EXERCISE AIM: Collect every line of the records below that contains the word "jacket" and copy each one out.

DATASET ENTRIES:
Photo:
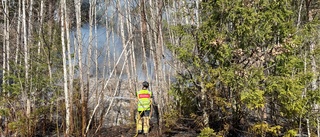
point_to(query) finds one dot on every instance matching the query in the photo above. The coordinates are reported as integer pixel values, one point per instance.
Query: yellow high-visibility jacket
(144, 100)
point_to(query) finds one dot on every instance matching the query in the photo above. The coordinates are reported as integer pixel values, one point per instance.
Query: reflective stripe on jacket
(144, 100)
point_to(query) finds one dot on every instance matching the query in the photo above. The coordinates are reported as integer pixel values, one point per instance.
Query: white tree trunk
(123, 39)
(143, 27)
(26, 59)
(64, 58)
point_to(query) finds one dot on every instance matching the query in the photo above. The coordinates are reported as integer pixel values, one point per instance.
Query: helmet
(145, 84)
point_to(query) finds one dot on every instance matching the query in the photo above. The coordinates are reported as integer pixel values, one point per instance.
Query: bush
(207, 132)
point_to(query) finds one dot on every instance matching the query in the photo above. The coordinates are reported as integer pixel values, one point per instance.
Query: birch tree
(65, 74)
(143, 32)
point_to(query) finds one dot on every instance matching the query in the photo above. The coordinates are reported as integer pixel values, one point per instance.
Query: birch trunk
(143, 27)
(314, 86)
(65, 75)
(70, 66)
(4, 56)
(123, 39)
(18, 33)
(159, 54)
(26, 60)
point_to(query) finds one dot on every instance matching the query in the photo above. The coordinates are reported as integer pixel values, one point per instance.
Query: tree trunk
(65, 75)
(70, 67)
(123, 39)
(143, 27)
(79, 42)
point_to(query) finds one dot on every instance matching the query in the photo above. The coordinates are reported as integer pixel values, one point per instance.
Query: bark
(79, 42)
(18, 33)
(70, 66)
(143, 27)
(4, 56)
(26, 60)
(123, 39)
(159, 54)
(65, 75)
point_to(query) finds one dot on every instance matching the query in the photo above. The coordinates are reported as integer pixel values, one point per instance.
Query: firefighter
(144, 105)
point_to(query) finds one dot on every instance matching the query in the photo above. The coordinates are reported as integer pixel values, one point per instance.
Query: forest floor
(182, 128)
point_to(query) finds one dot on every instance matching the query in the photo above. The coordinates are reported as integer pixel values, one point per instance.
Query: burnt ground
(183, 128)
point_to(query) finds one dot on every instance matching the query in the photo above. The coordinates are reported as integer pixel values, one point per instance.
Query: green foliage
(263, 128)
(170, 118)
(245, 58)
(291, 133)
(207, 132)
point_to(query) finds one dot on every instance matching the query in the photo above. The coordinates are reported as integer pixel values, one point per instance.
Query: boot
(146, 126)
(139, 125)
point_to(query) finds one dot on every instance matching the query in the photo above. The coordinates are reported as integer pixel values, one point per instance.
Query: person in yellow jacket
(144, 105)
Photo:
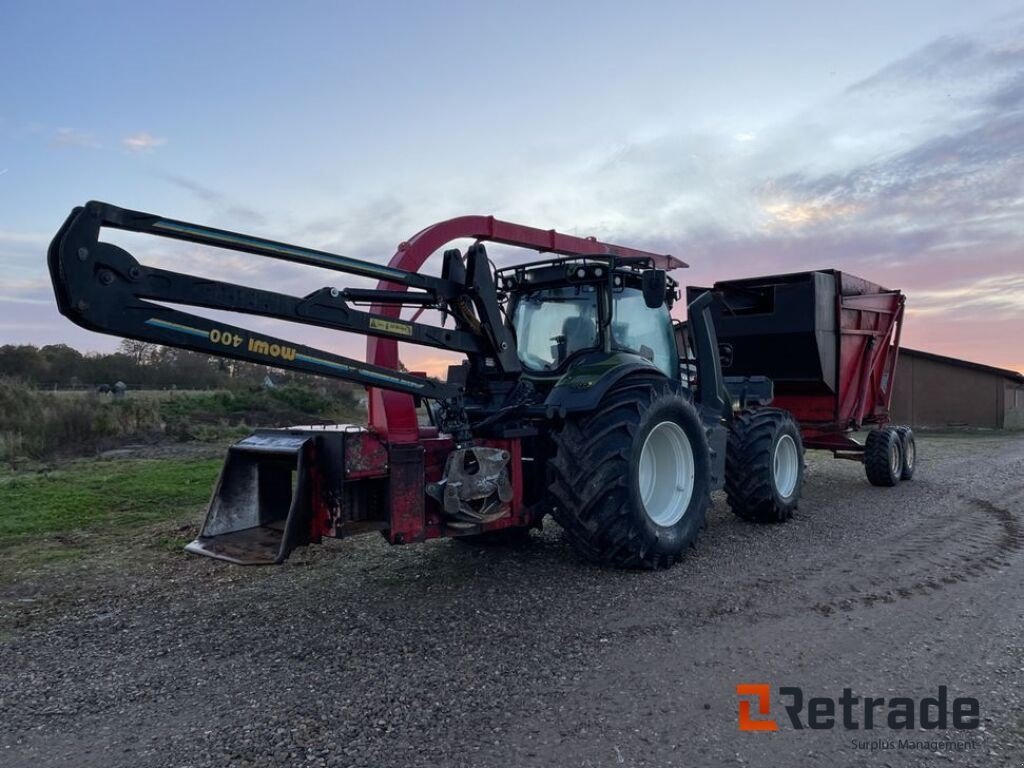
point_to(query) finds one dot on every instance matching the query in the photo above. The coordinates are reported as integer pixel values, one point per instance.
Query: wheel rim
(666, 473)
(785, 466)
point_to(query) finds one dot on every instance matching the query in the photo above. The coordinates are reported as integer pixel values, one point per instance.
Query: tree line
(140, 366)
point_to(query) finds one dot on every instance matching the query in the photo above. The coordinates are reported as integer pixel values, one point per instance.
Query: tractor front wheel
(631, 481)
(764, 466)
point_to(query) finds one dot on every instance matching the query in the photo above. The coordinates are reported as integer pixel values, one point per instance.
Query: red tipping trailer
(827, 340)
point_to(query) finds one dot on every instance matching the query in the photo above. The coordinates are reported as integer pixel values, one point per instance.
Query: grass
(53, 517)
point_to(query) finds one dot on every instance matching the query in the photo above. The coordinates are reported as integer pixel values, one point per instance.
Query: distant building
(936, 391)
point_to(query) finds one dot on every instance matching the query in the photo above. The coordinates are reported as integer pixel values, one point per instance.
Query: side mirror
(654, 286)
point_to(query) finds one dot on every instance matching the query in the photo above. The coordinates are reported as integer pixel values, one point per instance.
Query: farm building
(936, 391)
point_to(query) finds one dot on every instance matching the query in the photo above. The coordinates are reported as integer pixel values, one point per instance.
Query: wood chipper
(577, 396)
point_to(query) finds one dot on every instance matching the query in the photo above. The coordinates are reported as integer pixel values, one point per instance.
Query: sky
(881, 138)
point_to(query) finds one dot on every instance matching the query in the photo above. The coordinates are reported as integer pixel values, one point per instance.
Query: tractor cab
(573, 310)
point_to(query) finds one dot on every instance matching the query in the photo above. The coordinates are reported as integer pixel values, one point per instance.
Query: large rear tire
(631, 481)
(884, 457)
(764, 466)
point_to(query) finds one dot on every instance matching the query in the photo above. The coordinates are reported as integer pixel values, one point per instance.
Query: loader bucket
(260, 508)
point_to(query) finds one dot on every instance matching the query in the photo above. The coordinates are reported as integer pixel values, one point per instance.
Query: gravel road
(442, 654)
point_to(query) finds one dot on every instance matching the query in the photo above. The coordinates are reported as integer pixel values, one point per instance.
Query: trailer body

RESPONSE TO THIS EXERCISE:
Query: yellow high-visibility jacket
Query: reflective stripe on jacket
Query: person in yellow jacket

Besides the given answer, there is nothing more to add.